=== Entries supplied ===
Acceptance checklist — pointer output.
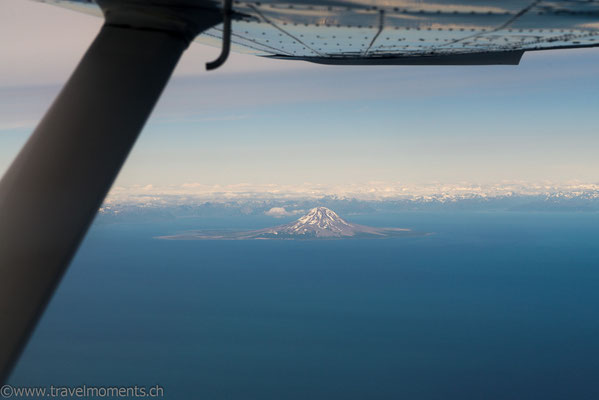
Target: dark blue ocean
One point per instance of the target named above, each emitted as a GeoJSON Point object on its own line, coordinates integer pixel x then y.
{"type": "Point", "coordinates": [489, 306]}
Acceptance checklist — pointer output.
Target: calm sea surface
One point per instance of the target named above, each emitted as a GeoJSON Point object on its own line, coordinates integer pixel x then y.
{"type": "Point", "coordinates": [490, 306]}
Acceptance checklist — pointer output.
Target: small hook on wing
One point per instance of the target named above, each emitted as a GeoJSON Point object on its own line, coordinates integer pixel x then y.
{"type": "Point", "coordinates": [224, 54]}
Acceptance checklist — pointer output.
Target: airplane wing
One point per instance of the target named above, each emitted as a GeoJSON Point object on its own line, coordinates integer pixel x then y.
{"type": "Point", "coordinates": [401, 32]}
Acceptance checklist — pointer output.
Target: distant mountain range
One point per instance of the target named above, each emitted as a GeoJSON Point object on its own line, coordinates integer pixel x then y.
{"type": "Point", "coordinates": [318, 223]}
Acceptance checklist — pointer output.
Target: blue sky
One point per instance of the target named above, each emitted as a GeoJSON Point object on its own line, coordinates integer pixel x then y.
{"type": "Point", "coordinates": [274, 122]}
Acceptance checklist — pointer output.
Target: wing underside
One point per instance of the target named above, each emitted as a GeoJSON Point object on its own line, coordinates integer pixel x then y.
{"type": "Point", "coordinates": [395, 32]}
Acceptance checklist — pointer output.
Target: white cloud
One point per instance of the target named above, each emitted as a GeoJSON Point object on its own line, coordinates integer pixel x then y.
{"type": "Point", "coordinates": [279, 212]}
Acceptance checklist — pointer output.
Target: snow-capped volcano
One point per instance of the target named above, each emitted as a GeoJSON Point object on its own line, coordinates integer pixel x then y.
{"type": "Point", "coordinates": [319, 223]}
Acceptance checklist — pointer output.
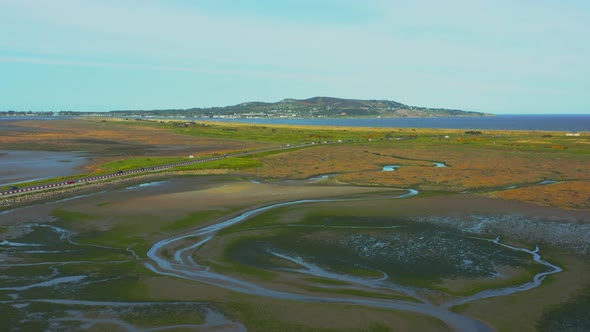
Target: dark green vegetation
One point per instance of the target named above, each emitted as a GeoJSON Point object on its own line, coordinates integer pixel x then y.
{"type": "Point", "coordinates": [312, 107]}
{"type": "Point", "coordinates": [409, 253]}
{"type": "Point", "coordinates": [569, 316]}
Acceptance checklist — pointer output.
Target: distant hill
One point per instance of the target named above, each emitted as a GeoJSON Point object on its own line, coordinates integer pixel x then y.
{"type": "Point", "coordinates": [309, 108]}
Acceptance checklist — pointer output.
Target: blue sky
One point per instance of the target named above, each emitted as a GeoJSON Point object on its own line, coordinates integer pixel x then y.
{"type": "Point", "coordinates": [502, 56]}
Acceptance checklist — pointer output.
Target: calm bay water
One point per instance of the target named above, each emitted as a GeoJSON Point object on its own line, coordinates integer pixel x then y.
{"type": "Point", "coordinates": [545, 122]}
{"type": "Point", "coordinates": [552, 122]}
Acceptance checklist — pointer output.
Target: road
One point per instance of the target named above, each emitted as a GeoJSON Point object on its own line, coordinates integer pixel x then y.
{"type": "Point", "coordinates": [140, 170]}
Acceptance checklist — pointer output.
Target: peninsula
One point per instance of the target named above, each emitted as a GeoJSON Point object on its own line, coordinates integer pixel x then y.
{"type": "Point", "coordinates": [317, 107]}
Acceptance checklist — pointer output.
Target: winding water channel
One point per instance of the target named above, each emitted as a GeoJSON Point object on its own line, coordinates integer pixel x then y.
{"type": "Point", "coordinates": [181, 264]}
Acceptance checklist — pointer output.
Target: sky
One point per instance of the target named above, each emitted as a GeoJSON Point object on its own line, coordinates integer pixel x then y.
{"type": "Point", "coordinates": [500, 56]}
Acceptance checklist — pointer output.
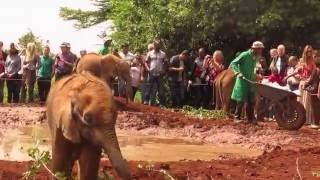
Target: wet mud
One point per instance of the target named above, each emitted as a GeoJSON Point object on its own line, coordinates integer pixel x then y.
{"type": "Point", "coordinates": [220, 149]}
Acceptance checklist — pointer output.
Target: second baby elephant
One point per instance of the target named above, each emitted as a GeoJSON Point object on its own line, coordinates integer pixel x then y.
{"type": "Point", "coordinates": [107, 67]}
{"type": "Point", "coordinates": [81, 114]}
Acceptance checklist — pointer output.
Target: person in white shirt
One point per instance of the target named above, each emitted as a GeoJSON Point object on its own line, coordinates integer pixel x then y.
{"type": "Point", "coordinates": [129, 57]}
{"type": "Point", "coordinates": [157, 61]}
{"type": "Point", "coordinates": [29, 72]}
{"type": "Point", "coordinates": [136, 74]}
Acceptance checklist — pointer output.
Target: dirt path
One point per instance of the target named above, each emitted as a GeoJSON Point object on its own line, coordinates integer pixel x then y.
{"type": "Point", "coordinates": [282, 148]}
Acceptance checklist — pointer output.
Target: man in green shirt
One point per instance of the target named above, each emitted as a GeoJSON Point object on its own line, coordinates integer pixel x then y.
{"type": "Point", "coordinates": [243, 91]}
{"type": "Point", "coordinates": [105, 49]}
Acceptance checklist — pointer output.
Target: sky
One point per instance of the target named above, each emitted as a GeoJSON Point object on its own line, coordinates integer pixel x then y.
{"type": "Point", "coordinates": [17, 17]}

=== Stated problem ===
Leave the pictures out and write out every entry exactly as given.

=== Complete answer ===
Acceptance checklist — pointer output.
Target: dark blue ocean
One point per instance of the target named above, each emitted as a GeoJSON Point object on its own line, coordinates integer pixel x then y.
{"type": "Point", "coordinates": [489, 306]}
Acceptance checklist — pointer output.
Target: calm sea surface
One point per instance of the target named above, each emitted as a GeoJSON Point object on its own line, coordinates integer pixel x then y.
{"type": "Point", "coordinates": [490, 306]}
Acceptance checklist — pointer output.
Target: small hook on wing
One point per instance of the target named above, each emitted as a GeoJSON Point object on its own line, coordinates integer pixel x then y.
{"type": "Point", "coordinates": [224, 54]}
Acceptance checklist — pointer output.
Target: airplane wing
One point per instance of the target named above, each emitted as a GeoJSON Point object on its own line, coordinates integer pixel x then y.
{"type": "Point", "coordinates": [401, 32]}
Acceptance checklist — pointer output.
Target: distant mountain range
One point per instance of the target named above, each emitted as a GeoJSON Point object on its own line, coordinates integer pixel x then y.
{"type": "Point", "coordinates": [318, 223]}
Acceptance checklist — pointer output.
Target: blue sky
One point per instance of the target named above, each emitted as a GeoJSON Point object on its own line, coordinates integer pixel x then y.
{"type": "Point", "coordinates": [274, 122]}
Acceptance checklist — pointer output.
Target: wing underside
One point per instance of the target named above, each emitted as a GeoJSON Point object on its own line, coordinates integer pixel x then y.
{"type": "Point", "coordinates": [395, 32]}
Acceptance checklist — pointer output.
Target: white cloud
One point per instance of the target named above, each emitted as a GeoJSON Point object on its own line, coordinates integer pixel x then y.
{"type": "Point", "coordinates": [279, 212]}
Acceptance checklist — pointer output.
Target: snow-capped volcano
One point per instance of the target named above, each emitted as a GeoJSON Point object on its own line, coordinates integer pixel x then y.
{"type": "Point", "coordinates": [319, 223]}
Acceptance checklist — pointer output.
Target: dark green vegetation
One point per instance of the target named above, each emitted as a GeoJSON Point object on its own line, coordinates integer pixel x then y.
{"type": "Point", "coordinates": [312, 107]}
{"type": "Point", "coordinates": [409, 253]}
{"type": "Point", "coordinates": [569, 316]}
Acceptance checklist — pointer output.
Target: distant hill
One point per instance of the target named above, each emitted as a GeoJSON Point object on its own line, coordinates integer pixel x then y.
{"type": "Point", "coordinates": [309, 108]}
Acceptance checklist — pointer output.
Target: blue sky
One point per instance of the target named above, each emitted as a GeoJSON Point object on its own line, coordinates integer pixel x then y.
{"type": "Point", "coordinates": [502, 56]}
Acceptance checklist — pointer output.
Target: calm bay water
One point per instance of the target named above, each emitted as a GeoJSON Point object on its own line, coordinates integer pixel x then y.
{"type": "Point", "coordinates": [545, 122]}
{"type": "Point", "coordinates": [552, 122]}
Acceptance checklist — pointer output.
Target: road
One point per instance of the target named above, each emitted as a GeoJSON Point object on its own line, coordinates integer pixel x then y.
{"type": "Point", "coordinates": [140, 170]}
Acceptance checklist — pointer output.
Target: peninsula
One point per instance of the target named above, each emitted as a GeoJSON Point object on its own line, coordinates integer pixel x then y.
{"type": "Point", "coordinates": [317, 107]}
Acceptance checklist — pointer output.
Target: winding water channel
One point per instance of the target named above, each emitted as a GeoJSON Point object on its own line, coordinates integer pixel x then y.
{"type": "Point", "coordinates": [181, 264]}
Acceptance checklist — pointer output.
Target: sky
One point per instance of the target named above, each emitted as a GeoJSON Point object on its own line, coordinates integer pixel x then y.
{"type": "Point", "coordinates": [500, 56]}
Acceptance checklist — pointer output.
Target: wet mud
One point per instance of the target named above, each emitted as a GeoJSON Point object on its own line, coordinates integer pixel x then y.
{"type": "Point", "coordinates": [220, 149]}
Acceptance checklist — pointer output.
Target: second baby elephant
One point per instance of the target named above, each emitted as a GeoJSON Point object on its own line, coordinates integer pixel x then y.
{"type": "Point", "coordinates": [107, 67]}
{"type": "Point", "coordinates": [81, 114]}
Acceptance checklist — pointer output.
Target: person in white shirt
One point per instance of the target named above, each emitted as a GeoJSON Point object on its own line, coordinates integer pixel x then y.
{"type": "Point", "coordinates": [129, 57]}
{"type": "Point", "coordinates": [157, 61]}
{"type": "Point", "coordinates": [29, 72]}
{"type": "Point", "coordinates": [136, 74]}
Acceptance checklist — pointer output.
Target: dirt path
One point per instance of the target named above, each emitted as a GeoJSON Point object on its own line, coordinates integer pixel x then y.
{"type": "Point", "coordinates": [282, 148]}
Acceptance checklist — pointer output.
Target: man in green shirt
One point per instance of the target named above, each emitted as a GeoJSON Point object on its own line, coordinates integer pixel x then y.
{"type": "Point", "coordinates": [243, 91]}
{"type": "Point", "coordinates": [105, 49]}
Acceptance checklist — pointer output.
Target: sky
One point per instance of the target named above, each emitted as a GeoJSON Point object on its own line, coordinates integer pixel x then y.
{"type": "Point", "coordinates": [17, 17]}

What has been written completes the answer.